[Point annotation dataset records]
-=-=-=-=-

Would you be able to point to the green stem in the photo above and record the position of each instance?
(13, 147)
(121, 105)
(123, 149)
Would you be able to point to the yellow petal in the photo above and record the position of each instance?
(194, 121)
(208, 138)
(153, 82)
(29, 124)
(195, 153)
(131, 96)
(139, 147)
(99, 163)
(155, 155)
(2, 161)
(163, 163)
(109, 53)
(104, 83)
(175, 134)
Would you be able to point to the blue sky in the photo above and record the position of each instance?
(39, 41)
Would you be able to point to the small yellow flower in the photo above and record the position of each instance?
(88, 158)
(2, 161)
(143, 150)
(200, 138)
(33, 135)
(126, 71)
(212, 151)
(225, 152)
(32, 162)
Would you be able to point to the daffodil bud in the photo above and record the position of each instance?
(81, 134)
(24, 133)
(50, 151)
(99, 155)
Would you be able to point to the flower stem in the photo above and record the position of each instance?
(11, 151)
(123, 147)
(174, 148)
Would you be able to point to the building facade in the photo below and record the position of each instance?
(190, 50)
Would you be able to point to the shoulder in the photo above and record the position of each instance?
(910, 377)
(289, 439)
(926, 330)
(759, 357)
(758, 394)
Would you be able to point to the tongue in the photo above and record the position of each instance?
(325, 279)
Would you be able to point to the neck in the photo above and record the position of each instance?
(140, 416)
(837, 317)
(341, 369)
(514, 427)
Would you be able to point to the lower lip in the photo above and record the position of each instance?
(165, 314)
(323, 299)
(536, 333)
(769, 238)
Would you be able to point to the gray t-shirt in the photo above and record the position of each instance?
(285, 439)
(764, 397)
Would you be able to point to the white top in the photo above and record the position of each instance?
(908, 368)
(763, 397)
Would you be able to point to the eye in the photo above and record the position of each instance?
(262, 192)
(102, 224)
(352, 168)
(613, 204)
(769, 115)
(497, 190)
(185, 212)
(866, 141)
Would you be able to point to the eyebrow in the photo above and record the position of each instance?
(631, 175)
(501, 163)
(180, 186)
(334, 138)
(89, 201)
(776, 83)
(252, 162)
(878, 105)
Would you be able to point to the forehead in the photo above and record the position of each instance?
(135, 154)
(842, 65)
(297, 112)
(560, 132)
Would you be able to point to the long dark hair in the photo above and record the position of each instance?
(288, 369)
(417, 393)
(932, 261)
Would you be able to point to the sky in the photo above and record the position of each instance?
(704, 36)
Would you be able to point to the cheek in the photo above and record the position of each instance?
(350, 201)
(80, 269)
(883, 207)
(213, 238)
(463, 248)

-=-=-=-=-

* **Request**
Repeat every line of the data above verbatim, from start to finish.

* **Task solution**
Would you be able to point to the green stem in the photo above and record the position of each instance?
(13, 147)
(121, 105)
(123, 149)
Would you be able to point to the yellow petal in the photo above and record the position of each instance?
(194, 121)
(208, 138)
(153, 82)
(29, 124)
(195, 153)
(131, 96)
(139, 147)
(99, 163)
(155, 155)
(2, 161)
(163, 163)
(109, 53)
(104, 83)
(175, 134)
Would you be able to point to the blue sky in the photo above and record the position of each instance?
(39, 41)
Would you be able to point to the small yellow flower in the photo above and record the position of each instance?
(88, 158)
(2, 161)
(143, 150)
(200, 138)
(33, 135)
(126, 71)
(212, 151)
(225, 152)
(32, 162)
Would you be able to point to the daffodil bud in the photo above and record the position of each instance?
(81, 134)
(24, 133)
(50, 151)
(99, 155)
Would you be able to point to the flower stem in the photo above and record the position of each instance?
(11, 151)
(123, 147)
(174, 148)
Would you be able to point to the building facade in the photo below and record the position of each instance?
(190, 50)
Would you be able to point to the shoulder in the photo above and record the position of each instance?
(910, 377)
(289, 439)
(926, 330)
(759, 357)
(758, 394)
Would you be able to point to the tongue in the photo above and record the position of each instance?
(325, 279)
Would you be able to point to the neck in the photo above and record the position of each instance?
(140, 416)
(837, 317)
(341, 369)
(514, 427)
Would you be able to point to the lower lip in the photo above and record the position of each instance?
(165, 314)
(323, 299)
(536, 333)
(769, 238)
Would you be able to point to the gray t-shirt in the photo above and record the position of each instance?
(285, 439)
(764, 397)
Would you be able to point to the white top in the photo above and record the position of each instance?
(908, 368)
(763, 397)
Would you be able to point to the eye in the photo above and record the position of each instance?
(262, 192)
(102, 224)
(352, 168)
(613, 204)
(769, 115)
(497, 190)
(185, 212)
(866, 141)
Would you be able to point to the eyebrow in the photo above and record the position of each instance?
(631, 175)
(501, 163)
(180, 186)
(334, 138)
(89, 201)
(776, 83)
(252, 162)
(878, 105)
Would you be able to point to the forehead in the photo above and record the position of each instance?
(135, 154)
(842, 65)
(297, 112)
(560, 132)
Would you be able to point to the long dark hair in the photo above and record the position of each instance?
(288, 369)
(417, 393)
(932, 261)
Would you be able to point to the sky in the photo above and record the position of each instance?
(704, 36)
Would you be able to point to the cheek in the photo above and record the position of each instance?
(350, 201)
(80, 269)
(883, 207)
(213, 238)
(463, 248)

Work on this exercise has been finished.